PAGE TEXT:
A poet experiences the world as language: there is no separation between one's senses and one's style, like a hermit who can no longer be distinguished from real places that do exist and that are formed in the very founding of society---which are something like counter-sites, a kind of effectively enacted utopia in which real sites, all the other real sites that can be found within the culture, are simultaneously represented, contested, and inverted. Places of this kind are outside of all places, even though it may be possible to indicate their location in the face of a cliff. [4] [The bolded text is from Joel Weishaus. The unbolded text is from M. Foucault, 'Of Other Spaces.' Diacritics 16 (Spring 1986). p. 22]
It is through this style that Weishaus explores the themes of home, human relationships, and religion - and all within the embrace of nature. Throughout this journey, there is an aching sense of reaching for more.
After eons of worship and grief, why is wisdom still elusive? [5]
As well, there is humility in this yearning, a subdued recognition that the search is everlasting.

<6> One beauty of this text is in its similarity to life itself: there is no one overarching theme, but rather many themes that intersect and play upon each other, just as our life is not merely one path towards one goal no matter how controlling or issue-focused we choose to be. Consequently, the text can be examined and dissected from many different angles, from one of the broad themes of place and identity or from a more specific examination of, for example, the sexual discourse interspersed throughout the text or the visual images that accompany the text. There is depth to this writing, and to the project itself. And this depth complements the invagination style itself since it further encourages the reader's freedom. There are gems in this text - from Weishaus' words to the quotes he chose to the presentation of the material itself, and each reader finds the gems that speak to her at that moment in time.

<7> There is not enough time in this article to critically and accurately review the many themes in the text. Instead, and in the spirit of Weishaus' journey, here is a selection of gems that the reader of this article can jump from - as one skips from stone to stone in a calm lake - to gather one sense of the presentation in Forest Park alone one of the running themes.

<8> In his opening paragraph, one of the gems of identity is presented through a poem from Japanese Zen Master Soen Nakagawa.

Touching one another
each becomes
a pebble of the world [6]
One's identity as connected to others is touched upon throughout the text. Weishaus connects with this issue again when he later writes:

I am seated in a large audience. My name is called. I walk to the stage, shaking hands along the way. At the podium, looking into a mass of blurry faces, I say: "A minute ago I was one of you. Now I'm up here, facing you. In a few minutes, I will take my seat again. Even when one of us steps forth, we are always only a part of each other." [7]
And how is our sense of identity impacted by the natural world around us, especially when this natural world is diminishing?

What is a city?

PROVIDED DATA:
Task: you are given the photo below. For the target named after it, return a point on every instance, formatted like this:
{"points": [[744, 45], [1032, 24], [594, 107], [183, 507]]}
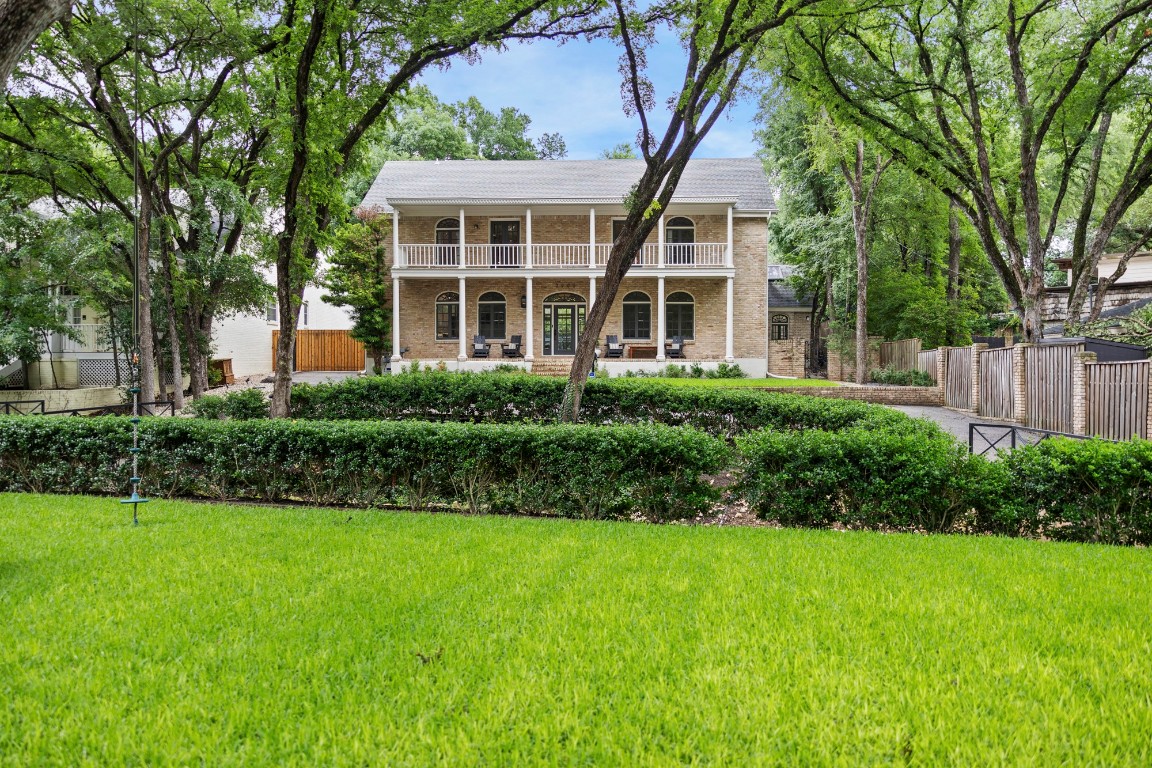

TASK INSTRUCTIONS:
1. Translate this sentence from the article on Weishaus's writing into Spanish: "There is depth to this writing, and to the project itself."
2. In the article on Weishaus's writing, reproduce word for word the part that opens with the words containing "<7> There is" and closes with "Master Soen Nakagawa.".

TASK-BY-TASK ANSWERS:
1. Hay profundidad en esta escritura y en el proyecto mismo.

2.
<7> There is not enough time in this article to critically and accurately review the many themes in the text. Instead, and in the spirit of Weishaus' journey, here is a selection of gems that the reader of this article can jump from - as one skips from stone to stone in a calm lake - to gather one sense of the presentation in Forest Park alone one of the running themes.

<8> In his opening paragraph, one of the gems of identity is presented through a poem from Japanese Zen Master Soen Nakagawa.